***** STUDY TEXT

Despite being amid a global pandemic, many people appear to be more concerned with facing a huge financial blow than being affected by the disease.
Earlier this week, government officials worldwide urged people to avoid large gatherings and self-quarantine, unless they absolutely must be out, in an effort to combat the spread of COVID-19.
Premier François Legault called for all spaces with a capacity exceeding 250 people to be temporarily shut down until further notice. As a result, all schools, venues, libraries, gyms, public pools and leisure spots such as bars will be temporarily closed for the next few weeks.
In a matter of days, people have witnessed the cancellation of all major events such as Austin’s international festival South By Southwest (SXSW) and all concert tours this season. The NBA and NHL have also postponed their seasons. These measures are leaving many venue staff, technicians and even public relations agents jobless, according to people who work in the industry.
The film industry is equally suffering and is expected to lose billions in revenue as major studios begin postponing the production of major projects such as The Batman and “Stranger Things.” Over the weekend, many companies, including Apple, Lululemon, Urban Outfitters and Lush, have made statements regarding their decision to close their shops until further notice, while compensating their employees, as a measure of ensuring safety. Nevertheless, local independent businesses, startups and establishments that simply do not have the funds for paid leaves are currently finding themselves in a predicament. As reported by CNN, closing their doors would only lead to potential layoffs, which would add to the panic and distress that they are already facing as the number of COVID-19 cases rises.
Although these measures are crucial to prioritize people’s health during these difficult times, how can citizens assure themselves that their financial worries will be taken care of while they are out of work?
The Canadian stock market has been falling at a slow rate over the past three months until the end of February. In fact, it hit a low on March 12, in the wake of officials addressing the pandemic. In a recent statement, Prime Minister Justin Trudeau said, “We do not want any Canadian to have to worry about whether or not they’re going to be able to pay their rent, whether or not they’re going to be able to buy groceries, or care for their kids or elderly family members. We need to make sure that Canadians have the options and the ability to follow the best public health advice and keep themselves safe.”
Nevertheless, the livelihoods of Canadians remain on the line as many questions are left unanswered. Even though Trudeau’s words seem promising, he has yet to disclose how he will tackle all of these concerns. As Canadians waited for his latest press conference for an update on how the government will intervene in this situation, Trudeau announced that the Canadian borders will be closed to most foreign visitors but has yet to present us with how he will ensure that the needs of Canadians will be taken care of during this time of crisis.

**********
***** DATA TO EXAMINE

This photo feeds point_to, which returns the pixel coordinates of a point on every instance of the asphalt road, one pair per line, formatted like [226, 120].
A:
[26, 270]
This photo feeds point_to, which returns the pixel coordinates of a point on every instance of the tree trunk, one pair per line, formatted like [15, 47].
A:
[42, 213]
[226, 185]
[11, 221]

**********

→ **REQUIRED ACTION**
Answer these questions from the article on the pandemic's financial toll:
1. Spaces above what capacity did Premier François Legault call to be temporarily shut down?
2. Which two sports leagues postponed their seasons?
3. On what date did the Canadian stock market hit a low?
The records have no connection to the article on the pandemic's financial toll.

→ **SOLUTION FOR THIS TASK**
1. Spaces with a capacity exceeding 250 people.
2. The NBA and the NHL.
3. March 12.